◆ Work to be completed ◆
Please write back every entry exactly, character for character.

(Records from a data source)
↓
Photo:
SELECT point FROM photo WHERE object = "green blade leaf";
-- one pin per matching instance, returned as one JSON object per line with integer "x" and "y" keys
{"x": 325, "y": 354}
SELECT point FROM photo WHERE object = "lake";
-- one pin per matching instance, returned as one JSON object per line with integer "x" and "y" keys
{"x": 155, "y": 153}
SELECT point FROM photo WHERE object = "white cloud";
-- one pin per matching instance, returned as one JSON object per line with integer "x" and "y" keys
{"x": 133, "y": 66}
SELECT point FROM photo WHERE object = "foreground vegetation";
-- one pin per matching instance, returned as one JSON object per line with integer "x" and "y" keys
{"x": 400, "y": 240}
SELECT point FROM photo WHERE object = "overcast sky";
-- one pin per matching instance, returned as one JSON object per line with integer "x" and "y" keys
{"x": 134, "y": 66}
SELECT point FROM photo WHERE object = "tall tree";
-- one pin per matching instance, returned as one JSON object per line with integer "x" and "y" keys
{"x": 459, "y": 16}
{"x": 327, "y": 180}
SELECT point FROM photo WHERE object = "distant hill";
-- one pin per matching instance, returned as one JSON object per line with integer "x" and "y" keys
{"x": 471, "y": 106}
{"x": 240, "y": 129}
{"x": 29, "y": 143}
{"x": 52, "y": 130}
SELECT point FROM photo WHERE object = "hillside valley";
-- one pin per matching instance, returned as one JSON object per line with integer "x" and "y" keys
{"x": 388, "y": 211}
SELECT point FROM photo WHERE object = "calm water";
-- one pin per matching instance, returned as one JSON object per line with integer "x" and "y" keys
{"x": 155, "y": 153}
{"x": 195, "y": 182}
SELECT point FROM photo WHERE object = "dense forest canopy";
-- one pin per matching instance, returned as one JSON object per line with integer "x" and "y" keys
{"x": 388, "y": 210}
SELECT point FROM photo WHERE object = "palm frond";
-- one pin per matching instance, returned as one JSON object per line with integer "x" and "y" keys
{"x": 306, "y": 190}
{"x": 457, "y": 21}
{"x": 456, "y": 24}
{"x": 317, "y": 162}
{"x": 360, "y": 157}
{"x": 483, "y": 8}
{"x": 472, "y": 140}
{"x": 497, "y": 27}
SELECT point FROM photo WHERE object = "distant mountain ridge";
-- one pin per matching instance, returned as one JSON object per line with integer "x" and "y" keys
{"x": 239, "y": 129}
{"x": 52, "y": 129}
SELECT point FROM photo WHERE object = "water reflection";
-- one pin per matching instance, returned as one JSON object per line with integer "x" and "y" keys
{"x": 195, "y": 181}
↑
◆ Task output ◆
Photo:
SELECT point FROM photo WHERE object = "green blade leaf";
-- one pin per matching instance, returned as one JSON object per line with integer "x" and "y" keys
{"x": 325, "y": 354}
SELECT point FROM photo WHERE object = "lake";
-- one pin per matching instance, returned as one JSON object per line with integer "x" and "y" keys
{"x": 155, "y": 153}
SELECT point FROM photo WHERE object = "white cloud";
-- one pin per matching instance, returned as one JSON object per line with integer "x" and "y" keys
{"x": 133, "y": 66}
SELECT point FROM photo WHERE object = "foreground vegetation";
-- one pin per matching instance, returned as one JSON object per line with integer "x" and "y" keys
{"x": 400, "y": 240}
SELECT point FROM photo WHERE object = "overcast sky";
-- one pin per matching instance, returned as one JSON object per line with integer "x" and "y" keys
{"x": 134, "y": 66}
SELECT point FROM photo WHERE object = "tall tree";
-- one pin per matching instance, returned as one JSON object per line with integer "x" and "y" keys
{"x": 459, "y": 16}
{"x": 327, "y": 180}
SELECT point FROM photo WHERE object = "distant hill";
-- one pin per matching instance, returned as one JSON object per line with integer "x" and "y" keys
{"x": 471, "y": 106}
{"x": 240, "y": 129}
{"x": 29, "y": 143}
{"x": 52, "y": 130}
SELECT point FROM photo WHERE object = "hillside valley";
-- one pin per matching instance, returned as one JSON object per line with integer "x" and "y" keys
{"x": 388, "y": 211}
SELECT point FROM photo WHERE object = "calm water";
-- one pin per matching instance, returned as one JSON object per line with integer "x" and "y" keys
{"x": 155, "y": 153}
{"x": 195, "y": 182}
SELECT point FROM photo WHERE object = "dense forest canopy";
-- one pin per matching instance, returned as one JSON object per line with integer "x" and "y" keys
{"x": 388, "y": 210}
SELECT point FROM photo WHERE object = "palm frond";
-- one pin per matching instance, returned as one JSON object per line with integer "x" and "y" keys
{"x": 306, "y": 190}
{"x": 457, "y": 21}
{"x": 456, "y": 24}
{"x": 317, "y": 162}
{"x": 360, "y": 157}
{"x": 483, "y": 8}
{"x": 472, "y": 140}
{"x": 497, "y": 27}
SELECT point FROM photo WHERE object = "distant mountain ridge";
-- one pin per matching instance, returned as one JSON object per line with integer "x" and "y" keys
{"x": 239, "y": 129}
{"x": 52, "y": 129}
SELECT point FROM photo WHERE object = "water reflection";
-- one pin per matching instance, returned as one JSON object per line with integer "x" and "y" keys
{"x": 195, "y": 181}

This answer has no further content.